Data entries:
================================

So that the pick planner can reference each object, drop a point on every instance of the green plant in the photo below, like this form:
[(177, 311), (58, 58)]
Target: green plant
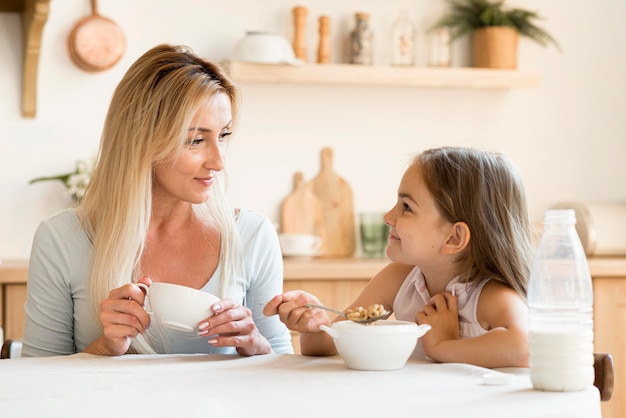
[(75, 182), (465, 16)]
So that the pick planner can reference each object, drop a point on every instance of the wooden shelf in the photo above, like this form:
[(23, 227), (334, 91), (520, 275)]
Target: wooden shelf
[(34, 17), (348, 74)]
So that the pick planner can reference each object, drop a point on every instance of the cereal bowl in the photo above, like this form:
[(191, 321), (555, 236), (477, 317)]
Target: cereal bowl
[(383, 345)]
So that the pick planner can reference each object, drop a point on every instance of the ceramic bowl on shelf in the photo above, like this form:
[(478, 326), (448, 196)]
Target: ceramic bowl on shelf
[(264, 48), (383, 345)]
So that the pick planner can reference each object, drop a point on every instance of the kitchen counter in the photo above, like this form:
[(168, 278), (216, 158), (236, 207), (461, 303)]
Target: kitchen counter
[(16, 271), (366, 268), (337, 282)]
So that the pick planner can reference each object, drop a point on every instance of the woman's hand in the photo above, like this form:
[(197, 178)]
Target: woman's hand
[(290, 308), (443, 316), (232, 326), (122, 317)]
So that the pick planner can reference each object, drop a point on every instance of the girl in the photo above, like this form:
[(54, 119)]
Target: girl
[(461, 248)]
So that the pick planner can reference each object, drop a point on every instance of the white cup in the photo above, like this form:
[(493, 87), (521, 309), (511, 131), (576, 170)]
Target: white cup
[(178, 307), (300, 245)]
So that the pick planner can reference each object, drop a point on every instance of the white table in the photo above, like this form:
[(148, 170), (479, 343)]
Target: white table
[(84, 385)]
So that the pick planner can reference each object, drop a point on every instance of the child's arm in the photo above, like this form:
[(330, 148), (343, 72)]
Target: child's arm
[(500, 310)]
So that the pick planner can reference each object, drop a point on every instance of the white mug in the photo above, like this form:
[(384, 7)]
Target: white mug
[(178, 307), (300, 244)]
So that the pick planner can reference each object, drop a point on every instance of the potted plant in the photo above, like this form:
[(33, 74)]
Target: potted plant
[(494, 29)]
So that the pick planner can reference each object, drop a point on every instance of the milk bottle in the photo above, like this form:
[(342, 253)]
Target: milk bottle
[(560, 298)]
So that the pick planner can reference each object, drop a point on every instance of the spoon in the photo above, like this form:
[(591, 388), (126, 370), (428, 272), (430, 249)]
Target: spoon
[(385, 314)]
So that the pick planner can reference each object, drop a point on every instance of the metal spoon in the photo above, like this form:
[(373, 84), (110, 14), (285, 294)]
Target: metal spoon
[(385, 315)]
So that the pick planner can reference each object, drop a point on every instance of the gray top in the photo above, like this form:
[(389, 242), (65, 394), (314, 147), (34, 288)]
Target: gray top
[(59, 319)]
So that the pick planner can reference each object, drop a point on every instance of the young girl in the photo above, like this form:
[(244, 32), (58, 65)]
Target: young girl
[(461, 248)]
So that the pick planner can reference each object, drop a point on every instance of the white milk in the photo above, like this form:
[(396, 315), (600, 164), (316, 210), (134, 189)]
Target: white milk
[(561, 359)]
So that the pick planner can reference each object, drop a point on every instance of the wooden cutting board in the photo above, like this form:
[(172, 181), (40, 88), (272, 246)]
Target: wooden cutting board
[(323, 207), (301, 211), (335, 195)]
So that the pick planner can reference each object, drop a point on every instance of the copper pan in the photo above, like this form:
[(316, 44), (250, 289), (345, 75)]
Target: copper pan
[(96, 43)]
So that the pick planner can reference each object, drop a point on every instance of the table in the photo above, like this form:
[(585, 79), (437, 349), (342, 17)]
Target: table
[(276, 385)]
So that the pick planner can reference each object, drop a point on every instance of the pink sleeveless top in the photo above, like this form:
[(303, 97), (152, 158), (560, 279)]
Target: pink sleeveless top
[(413, 296)]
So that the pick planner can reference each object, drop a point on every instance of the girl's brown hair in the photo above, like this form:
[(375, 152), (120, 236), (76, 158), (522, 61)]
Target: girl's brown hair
[(485, 191)]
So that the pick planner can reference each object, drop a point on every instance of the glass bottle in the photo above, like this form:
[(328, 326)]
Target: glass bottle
[(560, 298), (403, 41), (361, 41)]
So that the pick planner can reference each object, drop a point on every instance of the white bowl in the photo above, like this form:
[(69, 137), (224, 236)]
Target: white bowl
[(383, 345), (178, 307), (264, 48)]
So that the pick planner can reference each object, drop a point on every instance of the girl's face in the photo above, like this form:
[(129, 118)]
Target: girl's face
[(189, 175), (418, 231)]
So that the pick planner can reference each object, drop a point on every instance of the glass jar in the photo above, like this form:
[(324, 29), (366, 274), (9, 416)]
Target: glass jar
[(403, 41), (361, 41)]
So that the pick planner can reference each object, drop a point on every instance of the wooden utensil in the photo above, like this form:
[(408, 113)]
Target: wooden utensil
[(335, 196), (96, 43), (301, 211)]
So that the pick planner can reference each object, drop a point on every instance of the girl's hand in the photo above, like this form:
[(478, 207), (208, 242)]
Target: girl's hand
[(232, 326), (122, 317), (290, 308), (443, 316)]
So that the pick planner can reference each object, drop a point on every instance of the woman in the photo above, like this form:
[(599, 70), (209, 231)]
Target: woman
[(156, 210)]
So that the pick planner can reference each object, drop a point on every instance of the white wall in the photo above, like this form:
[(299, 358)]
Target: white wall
[(567, 136)]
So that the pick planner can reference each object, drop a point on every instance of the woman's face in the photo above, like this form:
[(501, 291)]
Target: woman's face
[(189, 176), (418, 230)]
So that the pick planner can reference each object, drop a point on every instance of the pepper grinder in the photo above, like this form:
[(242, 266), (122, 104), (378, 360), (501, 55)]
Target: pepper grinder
[(299, 39), (323, 48)]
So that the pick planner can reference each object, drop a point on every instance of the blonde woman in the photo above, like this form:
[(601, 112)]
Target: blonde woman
[(156, 211), (461, 243)]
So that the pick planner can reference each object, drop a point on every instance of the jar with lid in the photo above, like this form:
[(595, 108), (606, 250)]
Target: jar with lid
[(361, 41), (403, 41), (439, 48), (560, 299)]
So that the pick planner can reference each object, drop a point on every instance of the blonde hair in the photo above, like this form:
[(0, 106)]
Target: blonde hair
[(150, 112), (485, 191)]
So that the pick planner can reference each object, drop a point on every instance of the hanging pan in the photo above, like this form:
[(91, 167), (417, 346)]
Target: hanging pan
[(95, 42)]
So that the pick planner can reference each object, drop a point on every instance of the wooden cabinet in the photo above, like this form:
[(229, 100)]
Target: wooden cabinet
[(609, 287), (13, 275), (34, 16)]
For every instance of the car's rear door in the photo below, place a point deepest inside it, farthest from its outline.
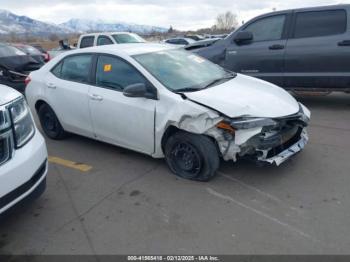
(263, 57)
(318, 49)
(67, 88)
(117, 119)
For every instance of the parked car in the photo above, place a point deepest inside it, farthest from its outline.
(182, 41)
(31, 51)
(43, 51)
(23, 155)
(202, 43)
(297, 49)
(15, 66)
(98, 39)
(195, 37)
(108, 38)
(166, 102)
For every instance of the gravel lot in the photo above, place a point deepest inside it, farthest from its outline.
(129, 203)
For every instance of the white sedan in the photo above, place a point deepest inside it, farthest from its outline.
(170, 103)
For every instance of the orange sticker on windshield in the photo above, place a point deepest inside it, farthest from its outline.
(107, 68)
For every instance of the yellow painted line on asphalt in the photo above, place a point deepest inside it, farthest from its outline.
(67, 163)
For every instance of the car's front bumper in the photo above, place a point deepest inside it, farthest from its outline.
(287, 152)
(24, 173)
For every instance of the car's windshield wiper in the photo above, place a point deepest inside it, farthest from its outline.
(188, 89)
(218, 80)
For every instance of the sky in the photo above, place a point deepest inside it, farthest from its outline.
(181, 14)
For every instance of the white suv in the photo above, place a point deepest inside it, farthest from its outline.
(23, 154)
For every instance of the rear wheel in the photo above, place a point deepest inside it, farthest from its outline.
(50, 123)
(192, 156)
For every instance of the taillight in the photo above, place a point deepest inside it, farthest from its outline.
(27, 80)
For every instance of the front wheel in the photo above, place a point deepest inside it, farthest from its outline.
(50, 123)
(192, 156)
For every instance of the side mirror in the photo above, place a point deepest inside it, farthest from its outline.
(138, 90)
(243, 37)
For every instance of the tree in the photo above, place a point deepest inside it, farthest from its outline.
(226, 21)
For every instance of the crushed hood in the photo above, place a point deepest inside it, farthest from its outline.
(247, 96)
(7, 94)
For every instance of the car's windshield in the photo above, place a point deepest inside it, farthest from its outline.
(128, 38)
(6, 50)
(180, 70)
(29, 50)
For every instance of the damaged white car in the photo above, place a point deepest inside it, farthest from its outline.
(169, 103)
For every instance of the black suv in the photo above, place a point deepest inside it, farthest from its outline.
(296, 49)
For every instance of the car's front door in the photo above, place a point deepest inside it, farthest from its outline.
(318, 50)
(67, 88)
(117, 119)
(263, 56)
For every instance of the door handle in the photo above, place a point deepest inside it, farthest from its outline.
(344, 43)
(51, 85)
(276, 47)
(96, 97)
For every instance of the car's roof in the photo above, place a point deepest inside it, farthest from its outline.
(107, 33)
(127, 49)
(313, 8)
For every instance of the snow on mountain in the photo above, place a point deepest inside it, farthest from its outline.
(86, 25)
(11, 23)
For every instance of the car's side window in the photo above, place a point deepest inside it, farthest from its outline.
(87, 41)
(104, 40)
(267, 29)
(182, 42)
(115, 73)
(77, 68)
(57, 70)
(320, 23)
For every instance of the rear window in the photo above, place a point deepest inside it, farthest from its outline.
(320, 23)
(74, 68)
(6, 51)
(87, 41)
(128, 38)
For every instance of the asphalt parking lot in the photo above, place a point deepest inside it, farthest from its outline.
(115, 201)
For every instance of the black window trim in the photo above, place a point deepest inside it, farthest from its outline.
(285, 30)
(152, 88)
(61, 62)
(294, 21)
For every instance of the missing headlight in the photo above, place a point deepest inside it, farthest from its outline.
(247, 123)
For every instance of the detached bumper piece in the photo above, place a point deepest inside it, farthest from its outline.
(277, 144)
(288, 152)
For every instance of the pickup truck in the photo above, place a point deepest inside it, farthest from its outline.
(301, 49)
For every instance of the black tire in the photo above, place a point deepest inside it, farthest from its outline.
(50, 123)
(192, 156)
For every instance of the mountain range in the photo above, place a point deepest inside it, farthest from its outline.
(11, 23)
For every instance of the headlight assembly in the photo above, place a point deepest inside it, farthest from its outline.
(247, 123)
(23, 125)
(5, 137)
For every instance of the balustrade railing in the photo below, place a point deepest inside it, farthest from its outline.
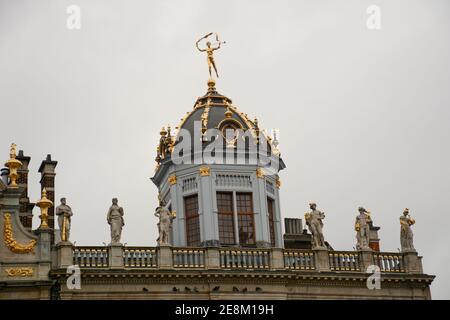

================================

▶ GIVEN INSTRUCTION
Update the lines starting at the one containing "of the table" and ending with the one containing "[(189, 175), (418, 231)]", replacing "pick planner" with "grasp planner" and leaving everything else unchanged.

▶ SOLUTION TO THIS TASK
So that the grasp planner can reference each object, drop a point on every instance of the table in the photo above, like this form:
[(585, 79), (437, 349), (342, 17)]
Target: table
[(276, 385)]
So that the grasp planner can reference each object, drop a point on every instance of the pink sleeveless top in the photo above, like this form:
[(303, 97), (152, 158), (560, 279)]
Target: pink sleeveless top
[(413, 296)]
So that the grasp planner can reference each object, drop a point on every instance of the girl's brown hair in the photo above, like this form:
[(375, 152), (120, 236), (76, 158), (522, 61)]
Target: girl's brown hair
[(485, 191)]
So that the grasp planner can reference each object, drop a point on every instance of the glass bottle in the photo above, like this form:
[(328, 326)]
Target: glass bottle
[(560, 298), (403, 41), (361, 41)]
So that the grasp planner can reference each object, drop a point on every instance of the white bowl in the photo above, like this form:
[(69, 137), (224, 236)]
Target: white bowl
[(383, 345), (178, 307), (264, 48)]
So that the grasp planner can reference each object, drop a point on every instance of the girl's face in the photo above, like this form:
[(129, 118)]
Target: girl's face
[(189, 175), (418, 231)]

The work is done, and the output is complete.